* **EXERCISE DESCRIPTION**
Can you repeat every one of the rows below word for word, with no line changed?

* **AVAILABLE DATA**
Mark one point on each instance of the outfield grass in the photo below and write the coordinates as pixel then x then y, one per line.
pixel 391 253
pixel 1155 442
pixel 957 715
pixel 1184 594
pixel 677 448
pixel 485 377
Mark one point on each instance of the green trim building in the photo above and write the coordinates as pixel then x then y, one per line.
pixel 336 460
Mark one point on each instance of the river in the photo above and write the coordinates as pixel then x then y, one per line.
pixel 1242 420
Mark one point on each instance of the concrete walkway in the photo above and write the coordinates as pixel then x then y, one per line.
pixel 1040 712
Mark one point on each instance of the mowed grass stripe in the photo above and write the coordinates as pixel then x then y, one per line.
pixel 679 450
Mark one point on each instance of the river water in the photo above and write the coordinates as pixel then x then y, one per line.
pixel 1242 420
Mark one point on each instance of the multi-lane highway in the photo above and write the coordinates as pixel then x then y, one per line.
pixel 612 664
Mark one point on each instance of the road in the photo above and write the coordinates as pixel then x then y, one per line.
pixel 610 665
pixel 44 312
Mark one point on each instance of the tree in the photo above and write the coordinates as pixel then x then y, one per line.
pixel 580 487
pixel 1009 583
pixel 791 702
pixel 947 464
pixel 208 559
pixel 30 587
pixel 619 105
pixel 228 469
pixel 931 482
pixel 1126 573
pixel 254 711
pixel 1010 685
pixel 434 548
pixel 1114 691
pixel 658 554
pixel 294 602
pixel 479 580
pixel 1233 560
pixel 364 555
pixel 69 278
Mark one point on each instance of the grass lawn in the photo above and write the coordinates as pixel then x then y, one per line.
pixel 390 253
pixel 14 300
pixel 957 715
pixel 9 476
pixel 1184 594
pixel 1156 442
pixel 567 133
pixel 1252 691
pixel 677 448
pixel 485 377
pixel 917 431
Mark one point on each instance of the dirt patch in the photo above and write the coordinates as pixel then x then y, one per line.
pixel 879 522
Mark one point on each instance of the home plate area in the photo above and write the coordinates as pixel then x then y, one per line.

* **SOLUTION**
Mark one point on each instance of the outfield grass in the photo below and write the coordinates as pixel then x then y, one per line.
pixel 391 253
pixel 1155 442
pixel 957 715
pixel 1184 594
pixel 677 448
pixel 485 377
Mark one point on each instance of the green trim building in the photo above and write the coordinates as pixel then x then y, one per line.
pixel 336 460
Mark one point on each instance of the river in the photo above and write the coordinates as pixel then x then y, one per line.
pixel 1242 420
Mark one point on each instance of the concrete walkway in the photo above and write the coordinates as pixel then x then y, one per line.
pixel 1040 712
Mark one point on each instance of the mowed grass stripe in the photo above and write the coordinates as pixel then x then y, one per line.
pixel 679 450
Mark one point on each instance of the river water in the photo above and write the coordinates as pixel then x then y, one per line.
pixel 1242 420
Mark one point on each instance of the multi-lane highway in the photo above and write the coordinates as pixel then x then y, one per line.
pixel 612 664
Mark one point on each instance of the road in the photo above and write the coordinates as pixel then x then y, one per line.
pixel 610 665
pixel 44 312
Mark one point on each instance of the tree in the photo above and write the coordinates as pixel then x then y, one per line.
pixel 580 487
pixel 1009 583
pixel 791 702
pixel 947 464
pixel 208 559
pixel 30 587
pixel 619 105
pixel 228 469
pixel 931 482
pixel 1126 573
pixel 254 711
pixel 1010 685
pixel 434 548
pixel 1114 691
pixel 658 554
pixel 294 602
pixel 479 580
pixel 1233 560
pixel 364 555
pixel 69 278
Mark one point on each instance of the grass lawn in the photo above and write the coordinates as pixel then x then y, one per line.
pixel 390 253
pixel 14 300
pixel 957 715
pixel 9 476
pixel 1184 594
pixel 1156 442
pixel 567 133
pixel 1252 691
pixel 677 448
pixel 485 377
pixel 917 431
Mark one point on each instance of the dirt patch in the photo above and write the coordinates as pixel then x then y, one per line.
pixel 879 522
Mark one point on each instance of the home plate area in the photo above and write the coordinates as pixel then x then y, one per line.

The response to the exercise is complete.